On décide que Cenci sera tué dans son castel de Pétrella, où il veut mener sa famille; Orsino fournit les meurtriers. Béatrice n’est pas moins inébranlable au moment de l’action que dans la conception du meurtre qui doit la délivrer de son tyran. La colombe s’est changée en lionne.


« BÉATRICE. — Tout est-il fini?

« OLIMPIO. — Nous n’avons pas osé tuer un vieillard dans son sommeil. Ses cheveux, rares et gris, son front ridé, ses mains croisées sur sa poitrine m’ont paralysé. Vrai, je ne puis le faire.

«BÉATRICE. — Misérables esclaves! Comment, vous n’avez pas le courage de tuer un homme endormi et vous avez l’audace de revenir sans avoir rien fait? Vils sicaires à gage, couards et traîtres! Ne parlez pas de votre conscience, que vous vendez chaque jour pour l’or et la vengeance; elle s’est tue sur mille actions dont une seule déshonore un homme, et quand il s’agit d’un châtiment où la pitié est une insulte au ciel... Mais pourquoi parler? (Arrachant un poignard à l’un des meurtriers.) Si Ce fer avait une langue pour dire : « Elle a tué son père! » il faut que je le fasse! — Mais ne croyez pas que vous lui survivrez longtemps!

______

Travail à faire.
1. D'après le texte sur Béatrice Cenci, dans quel lieu a-t-on décidé que Cenci serait tué ?
2. Pour chacune des affirmations suivantes, indiquez par oui ou par non si elle s'accorde avec le texte sur Béatrice Cenci, en citant les mots qui tranchent : (a) Orsino fournit les meurtriers. (b) Olimpio affirme avoir tué le vieillard dans son sommeil. (c) Béatrice prend un poignard à l'un des meurtriers.
3. Poursuivez le texte sur Béatrice Cenci en reprenant après sa dernière phrase.

Données fournies.
______

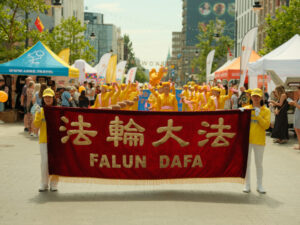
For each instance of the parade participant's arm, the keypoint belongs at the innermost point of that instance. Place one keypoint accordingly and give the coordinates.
(264, 119)
(96, 104)
(38, 118)
(175, 104)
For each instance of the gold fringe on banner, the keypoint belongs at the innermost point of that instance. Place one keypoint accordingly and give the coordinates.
(149, 182)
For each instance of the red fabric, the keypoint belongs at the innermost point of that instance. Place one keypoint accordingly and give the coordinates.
(74, 161)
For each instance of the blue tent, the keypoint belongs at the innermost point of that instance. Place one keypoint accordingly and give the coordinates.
(39, 60)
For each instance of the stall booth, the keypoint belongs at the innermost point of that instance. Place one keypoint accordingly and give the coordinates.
(233, 71)
(38, 62)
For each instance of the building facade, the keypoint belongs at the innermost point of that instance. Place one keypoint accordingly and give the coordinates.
(247, 19)
(107, 37)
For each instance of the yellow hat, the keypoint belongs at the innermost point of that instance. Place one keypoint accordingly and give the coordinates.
(165, 84)
(257, 92)
(48, 93)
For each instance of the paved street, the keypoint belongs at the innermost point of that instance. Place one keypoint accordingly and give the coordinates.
(20, 202)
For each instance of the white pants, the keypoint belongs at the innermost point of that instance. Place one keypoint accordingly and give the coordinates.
(44, 168)
(258, 155)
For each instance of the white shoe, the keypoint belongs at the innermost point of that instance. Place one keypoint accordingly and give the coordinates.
(247, 189)
(43, 189)
(261, 190)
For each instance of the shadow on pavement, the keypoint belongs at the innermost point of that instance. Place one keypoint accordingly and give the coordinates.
(161, 195)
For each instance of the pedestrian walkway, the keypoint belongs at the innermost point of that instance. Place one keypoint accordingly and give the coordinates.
(80, 204)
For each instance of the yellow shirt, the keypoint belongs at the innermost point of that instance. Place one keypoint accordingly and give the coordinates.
(211, 104)
(104, 99)
(258, 125)
(167, 102)
(40, 122)
(131, 96)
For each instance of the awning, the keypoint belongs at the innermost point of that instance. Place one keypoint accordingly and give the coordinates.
(39, 60)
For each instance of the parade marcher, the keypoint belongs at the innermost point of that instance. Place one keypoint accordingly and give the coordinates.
(90, 93)
(66, 97)
(260, 122)
(83, 100)
(40, 122)
(104, 98)
(234, 99)
(167, 101)
(296, 103)
(280, 132)
(23, 103)
(29, 103)
(216, 101)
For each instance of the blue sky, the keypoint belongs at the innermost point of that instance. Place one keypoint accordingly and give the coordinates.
(149, 23)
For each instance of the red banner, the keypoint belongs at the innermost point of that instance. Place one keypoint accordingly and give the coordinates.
(123, 145)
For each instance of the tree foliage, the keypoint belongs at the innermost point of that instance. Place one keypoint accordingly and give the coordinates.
(68, 34)
(207, 42)
(283, 27)
(13, 30)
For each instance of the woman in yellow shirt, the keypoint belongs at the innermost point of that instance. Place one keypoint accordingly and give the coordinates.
(260, 122)
(40, 122)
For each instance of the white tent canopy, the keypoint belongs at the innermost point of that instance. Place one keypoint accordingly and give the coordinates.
(284, 60)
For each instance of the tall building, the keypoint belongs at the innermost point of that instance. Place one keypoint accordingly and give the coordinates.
(268, 7)
(197, 13)
(246, 19)
(105, 37)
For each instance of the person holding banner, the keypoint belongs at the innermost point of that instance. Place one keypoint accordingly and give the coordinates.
(40, 122)
(167, 101)
(104, 98)
(134, 96)
(260, 122)
(217, 101)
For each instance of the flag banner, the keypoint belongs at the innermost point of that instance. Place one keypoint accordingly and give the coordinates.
(115, 146)
(120, 71)
(247, 47)
(65, 55)
(39, 25)
(144, 106)
(209, 61)
(101, 67)
(131, 75)
(111, 70)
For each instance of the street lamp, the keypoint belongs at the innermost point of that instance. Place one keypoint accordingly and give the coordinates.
(93, 36)
(257, 6)
(56, 4)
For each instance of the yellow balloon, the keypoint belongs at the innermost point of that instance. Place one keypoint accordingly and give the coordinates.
(3, 96)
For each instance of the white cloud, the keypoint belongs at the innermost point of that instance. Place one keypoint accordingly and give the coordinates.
(112, 7)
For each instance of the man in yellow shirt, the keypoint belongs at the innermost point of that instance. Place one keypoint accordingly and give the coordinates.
(167, 101)
(217, 101)
(260, 122)
(104, 98)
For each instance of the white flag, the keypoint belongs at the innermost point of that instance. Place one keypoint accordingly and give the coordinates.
(101, 67)
(120, 70)
(209, 61)
(131, 75)
(247, 48)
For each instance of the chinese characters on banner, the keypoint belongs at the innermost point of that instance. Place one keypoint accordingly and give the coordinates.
(124, 145)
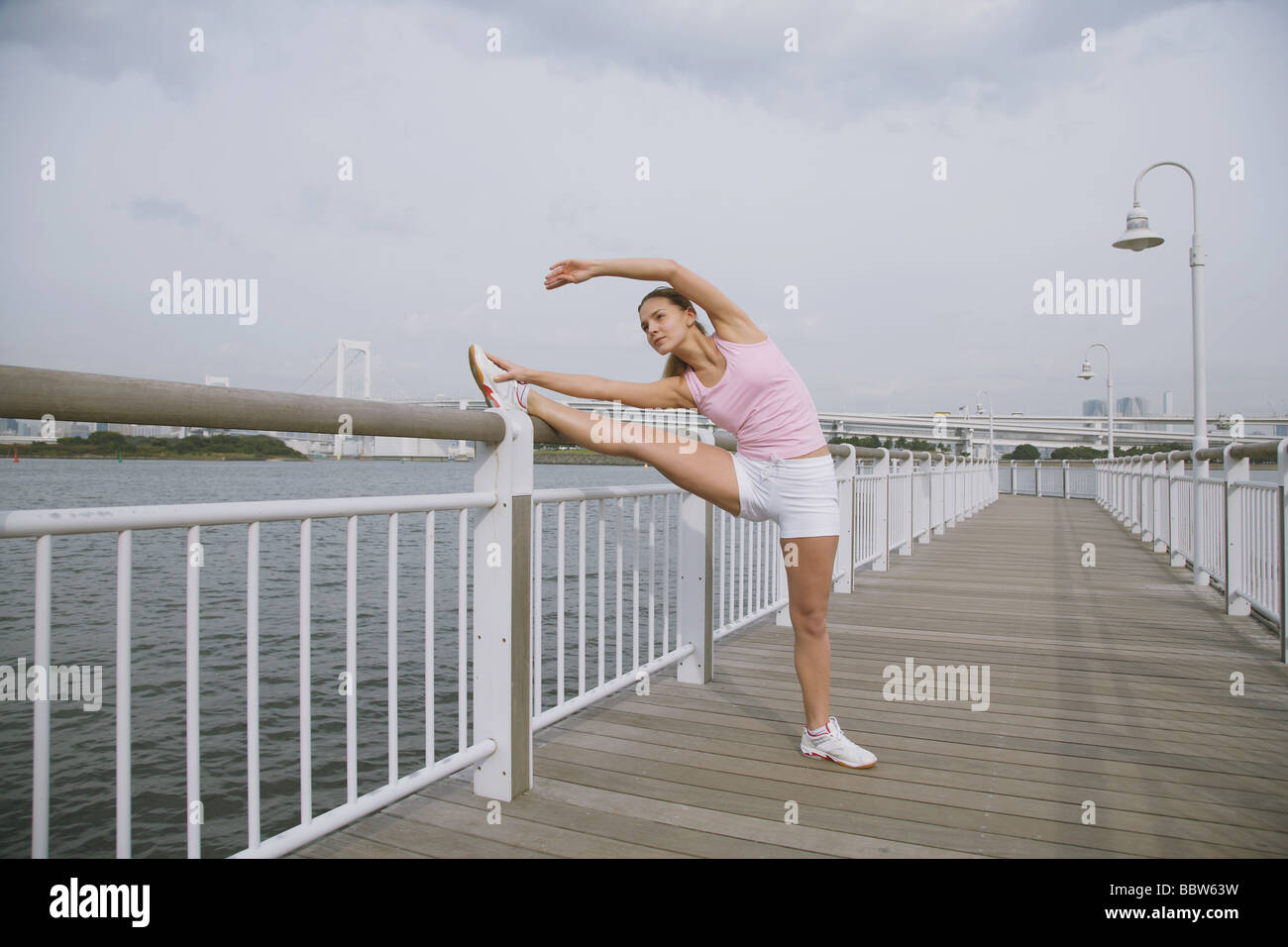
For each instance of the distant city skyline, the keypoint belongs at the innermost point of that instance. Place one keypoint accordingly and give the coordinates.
(881, 187)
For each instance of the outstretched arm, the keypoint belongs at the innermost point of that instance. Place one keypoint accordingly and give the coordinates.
(729, 321)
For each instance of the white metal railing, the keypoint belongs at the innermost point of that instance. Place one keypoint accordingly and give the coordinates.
(1237, 539)
(124, 521)
(695, 575)
(1052, 478)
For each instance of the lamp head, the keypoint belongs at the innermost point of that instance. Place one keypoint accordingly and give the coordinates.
(1137, 236)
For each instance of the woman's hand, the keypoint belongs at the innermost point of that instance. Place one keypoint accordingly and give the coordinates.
(513, 369)
(570, 270)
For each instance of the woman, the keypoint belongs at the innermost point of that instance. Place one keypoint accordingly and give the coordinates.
(738, 379)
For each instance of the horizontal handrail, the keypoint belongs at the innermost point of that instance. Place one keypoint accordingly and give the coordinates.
(115, 518)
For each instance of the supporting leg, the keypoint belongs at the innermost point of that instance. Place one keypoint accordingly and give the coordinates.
(809, 583)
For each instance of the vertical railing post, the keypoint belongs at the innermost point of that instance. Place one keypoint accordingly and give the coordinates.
(1282, 547)
(502, 637)
(846, 470)
(1137, 491)
(881, 521)
(951, 497)
(1175, 474)
(1146, 493)
(696, 615)
(906, 547)
(940, 467)
(1160, 519)
(1235, 472)
(1201, 468)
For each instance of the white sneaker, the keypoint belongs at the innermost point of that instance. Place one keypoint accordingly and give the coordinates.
(505, 394)
(836, 746)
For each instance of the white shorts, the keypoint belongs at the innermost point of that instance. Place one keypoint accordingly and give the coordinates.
(799, 493)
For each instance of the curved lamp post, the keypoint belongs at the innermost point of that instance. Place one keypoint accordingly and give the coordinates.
(1086, 375)
(1137, 237)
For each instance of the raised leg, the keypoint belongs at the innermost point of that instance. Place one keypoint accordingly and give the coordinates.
(690, 464)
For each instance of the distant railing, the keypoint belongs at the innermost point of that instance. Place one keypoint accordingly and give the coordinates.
(1239, 538)
(515, 672)
(1067, 479)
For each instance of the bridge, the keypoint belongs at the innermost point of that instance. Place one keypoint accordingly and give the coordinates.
(1022, 647)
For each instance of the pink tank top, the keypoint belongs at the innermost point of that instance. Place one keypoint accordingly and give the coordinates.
(761, 401)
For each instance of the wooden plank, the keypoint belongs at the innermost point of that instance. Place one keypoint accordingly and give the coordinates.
(1026, 818)
(537, 806)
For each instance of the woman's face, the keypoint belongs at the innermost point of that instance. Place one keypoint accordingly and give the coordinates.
(664, 324)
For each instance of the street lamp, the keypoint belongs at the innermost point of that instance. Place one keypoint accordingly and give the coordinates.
(979, 408)
(1109, 377)
(1137, 237)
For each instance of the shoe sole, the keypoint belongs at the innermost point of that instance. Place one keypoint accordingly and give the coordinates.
(849, 766)
(488, 394)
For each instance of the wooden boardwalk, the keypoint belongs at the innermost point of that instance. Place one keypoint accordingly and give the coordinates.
(1109, 684)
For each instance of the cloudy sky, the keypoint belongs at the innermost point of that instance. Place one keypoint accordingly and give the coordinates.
(911, 167)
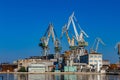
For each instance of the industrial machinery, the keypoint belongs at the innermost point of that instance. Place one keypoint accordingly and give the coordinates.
(77, 49)
(45, 40)
(78, 37)
(96, 44)
(118, 46)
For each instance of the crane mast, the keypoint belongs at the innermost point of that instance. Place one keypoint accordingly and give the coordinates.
(78, 48)
(45, 40)
(118, 46)
(97, 41)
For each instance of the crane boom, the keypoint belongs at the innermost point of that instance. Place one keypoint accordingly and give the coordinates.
(97, 41)
(45, 39)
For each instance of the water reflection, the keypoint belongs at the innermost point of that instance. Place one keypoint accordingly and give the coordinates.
(57, 77)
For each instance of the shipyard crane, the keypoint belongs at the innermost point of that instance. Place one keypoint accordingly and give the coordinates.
(45, 40)
(79, 37)
(118, 46)
(96, 42)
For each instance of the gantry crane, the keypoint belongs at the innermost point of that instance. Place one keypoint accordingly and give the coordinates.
(118, 46)
(96, 44)
(79, 37)
(77, 48)
(45, 40)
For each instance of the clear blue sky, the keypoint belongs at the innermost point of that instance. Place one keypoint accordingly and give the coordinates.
(23, 23)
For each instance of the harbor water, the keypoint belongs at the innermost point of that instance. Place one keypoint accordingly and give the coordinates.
(58, 77)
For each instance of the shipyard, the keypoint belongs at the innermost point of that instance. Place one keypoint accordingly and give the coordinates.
(59, 40)
(76, 59)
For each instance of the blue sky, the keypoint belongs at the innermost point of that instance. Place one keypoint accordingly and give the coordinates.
(24, 22)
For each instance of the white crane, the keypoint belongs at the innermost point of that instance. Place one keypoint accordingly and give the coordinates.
(118, 46)
(45, 40)
(78, 37)
(97, 41)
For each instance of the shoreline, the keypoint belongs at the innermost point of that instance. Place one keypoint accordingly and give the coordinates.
(86, 73)
(76, 73)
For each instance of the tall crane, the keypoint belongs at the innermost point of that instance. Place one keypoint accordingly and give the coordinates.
(118, 46)
(96, 42)
(45, 40)
(79, 37)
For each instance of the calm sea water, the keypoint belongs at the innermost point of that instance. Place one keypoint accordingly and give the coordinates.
(57, 77)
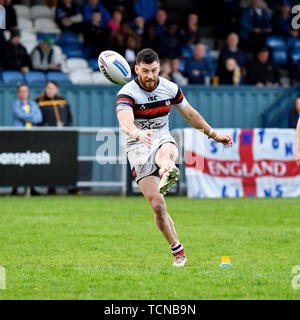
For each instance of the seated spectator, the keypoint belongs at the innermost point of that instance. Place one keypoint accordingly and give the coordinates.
(169, 43)
(255, 26)
(130, 51)
(190, 33)
(95, 35)
(43, 56)
(231, 73)
(94, 5)
(56, 111)
(282, 21)
(114, 23)
(26, 113)
(14, 55)
(176, 75)
(263, 71)
(227, 17)
(198, 67)
(294, 114)
(138, 25)
(145, 8)
(232, 50)
(11, 16)
(165, 69)
(68, 16)
(159, 23)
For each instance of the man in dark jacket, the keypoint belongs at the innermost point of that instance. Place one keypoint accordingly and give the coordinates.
(14, 55)
(263, 71)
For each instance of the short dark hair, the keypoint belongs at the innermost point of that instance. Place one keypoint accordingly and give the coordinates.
(147, 56)
(53, 82)
(22, 85)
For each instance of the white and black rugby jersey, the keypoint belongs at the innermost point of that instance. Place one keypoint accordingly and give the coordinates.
(150, 108)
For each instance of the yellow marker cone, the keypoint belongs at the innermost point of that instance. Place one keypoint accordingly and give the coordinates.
(225, 261)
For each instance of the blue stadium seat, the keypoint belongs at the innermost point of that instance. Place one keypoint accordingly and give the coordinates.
(280, 57)
(186, 52)
(58, 76)
(68, 38)
(42, 35)
(35, 77)
(276, 43)
(295, 56)
(12, 77)
(293, 43)
(182, 65)
(73, 51)
(93, 64)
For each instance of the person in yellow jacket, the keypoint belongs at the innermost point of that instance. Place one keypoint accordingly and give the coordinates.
(56, 112)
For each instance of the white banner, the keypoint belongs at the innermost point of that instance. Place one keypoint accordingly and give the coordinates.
(260, 164)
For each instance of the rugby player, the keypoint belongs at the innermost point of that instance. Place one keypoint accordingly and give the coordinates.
(143, 107)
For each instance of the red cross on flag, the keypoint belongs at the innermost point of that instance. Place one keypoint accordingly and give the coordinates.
(260, 164)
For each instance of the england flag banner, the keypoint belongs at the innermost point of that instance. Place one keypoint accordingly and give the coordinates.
(260, 164)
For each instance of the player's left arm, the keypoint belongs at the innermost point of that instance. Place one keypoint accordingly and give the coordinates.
(298, 142)
(194, 118)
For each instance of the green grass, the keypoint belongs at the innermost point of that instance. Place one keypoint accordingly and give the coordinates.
(110, 248)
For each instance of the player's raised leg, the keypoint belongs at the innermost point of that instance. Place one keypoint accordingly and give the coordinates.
(169, 174)
(149, 187)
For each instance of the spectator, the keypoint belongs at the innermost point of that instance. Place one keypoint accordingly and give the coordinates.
(2, 15)
(190, 33)
(11, 16)
(26, 113)
(176, 75)
(94, 5)
(14, 55)
(282, 21)
(43, 56)
(228, 17)
(149, 39)
(165, 69)
(138, 25)
(255, 25)
(130, 50)
(198, 67)
(145, 8)
(95, 35)
(159, 23)
(263, 71)
(232, 50)
(56, 112)
(68, 16)
(231, 73)
(294, 114)
(169, 43)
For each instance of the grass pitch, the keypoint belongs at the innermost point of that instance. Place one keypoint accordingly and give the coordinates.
(109, 248)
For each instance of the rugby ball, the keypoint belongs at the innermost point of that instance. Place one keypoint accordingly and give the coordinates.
(114, 67)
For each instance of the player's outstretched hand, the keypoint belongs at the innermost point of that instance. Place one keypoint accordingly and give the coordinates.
(145, 137)
(225, 139)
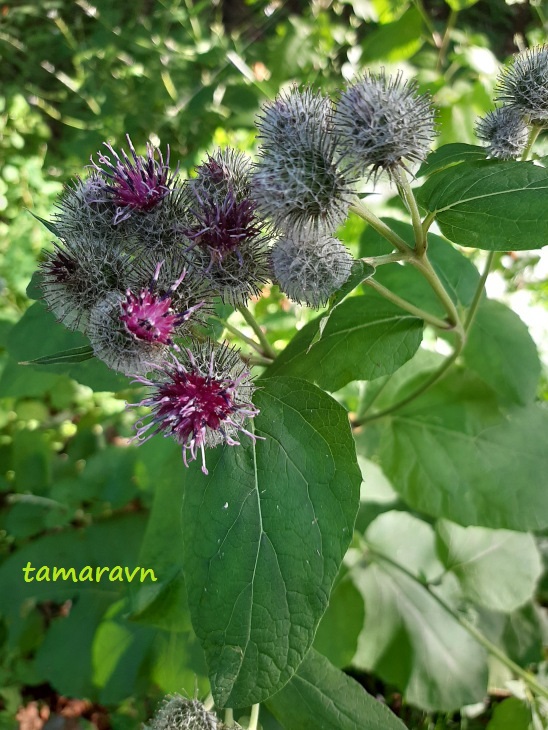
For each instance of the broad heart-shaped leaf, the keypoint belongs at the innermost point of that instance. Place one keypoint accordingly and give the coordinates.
(47, 224)
(408, 638)
(360, 272)
(498, 569)
(365, 337)
(67, 357)
(457, 273)
(449, 155)
(454, 453)
(497, 206)
(501, 351)
(512, 714)
(321, 696)
(264, 536)
(37, 335)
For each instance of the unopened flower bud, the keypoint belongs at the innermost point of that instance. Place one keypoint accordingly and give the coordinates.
(524, 85)
(308, 269)
(381, 123)
(505, 132)
(201, 398)
(178, 713)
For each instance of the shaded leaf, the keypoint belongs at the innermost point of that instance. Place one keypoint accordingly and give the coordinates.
(321, 696)
(264, 535)
(498, 569)
(501, 351)
(497, 206)
(75, 354)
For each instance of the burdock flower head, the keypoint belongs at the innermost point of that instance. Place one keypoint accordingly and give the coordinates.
(505, 132)
(79, 273)
(228, 244)
(178, 713)
(131, 331)
(136, 184)
(200, 398)
(382, 123)
(524, 85)
(297, 182)
(310, 269)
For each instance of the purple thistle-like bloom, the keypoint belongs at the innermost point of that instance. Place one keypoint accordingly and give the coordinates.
(137, 184)
(223, 227)
(201, 399)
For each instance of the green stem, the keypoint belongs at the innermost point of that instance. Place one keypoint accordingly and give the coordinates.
(529, 679)
(426, 385)
(388, 258)
(426, 316)
(385, 231)
(427, 222)
(533, 134)
(235, 331)
(254, 719)
(267, 348)
(427, 270)
(408, 198)
(428, 23)
(479, 292)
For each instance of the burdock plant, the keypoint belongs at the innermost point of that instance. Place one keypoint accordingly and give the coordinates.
(145, 256)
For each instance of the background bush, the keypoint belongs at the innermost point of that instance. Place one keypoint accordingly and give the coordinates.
(191, 75)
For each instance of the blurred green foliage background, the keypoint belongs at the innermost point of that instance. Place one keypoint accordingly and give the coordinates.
(192, 75)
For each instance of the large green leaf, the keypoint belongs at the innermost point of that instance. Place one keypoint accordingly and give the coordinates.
(162, 604)
(365, 337)
(264, 536)
(338, 631)
(408, 638)
(449, 155)
(321, 696)
(37, 335)
(454, 453)
(502, 352)
(498, 569)
(512, 714)
(457, 273)
(497, 206)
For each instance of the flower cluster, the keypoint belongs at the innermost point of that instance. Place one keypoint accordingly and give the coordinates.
(141, 256)
(143, 253)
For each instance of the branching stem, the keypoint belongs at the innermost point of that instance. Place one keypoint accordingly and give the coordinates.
(385, 231)
(421, 313)
(254, 719)
(479, 292)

______

Résultats finaux.
1. Dans son castel de Pétrella.

2.
(a) Oui : « Orsino fournit les meurtriers ».
(b) Non : « Nous n’avons pas osé tuer un vieillard dans son sommeil ».
(c) Oui : « Arrachant un poignard à l’un des meurtriers ».

3.
« OLIMPIO. — Arrête, pour l’amour de Dieu !

« MARZIO. — J’y retourne et je vais le tuer.

« OLIMPIO. — Donne-moi le poignard ; nous devons faire ta volonté.

«BÉATRICE. — Prends! pars! reviens! (Olimpio et Marzio sortent. — A lucrezia.) Comme tu es pâle ! Ne pas faire ce que nous faisons serait un crime mortel. »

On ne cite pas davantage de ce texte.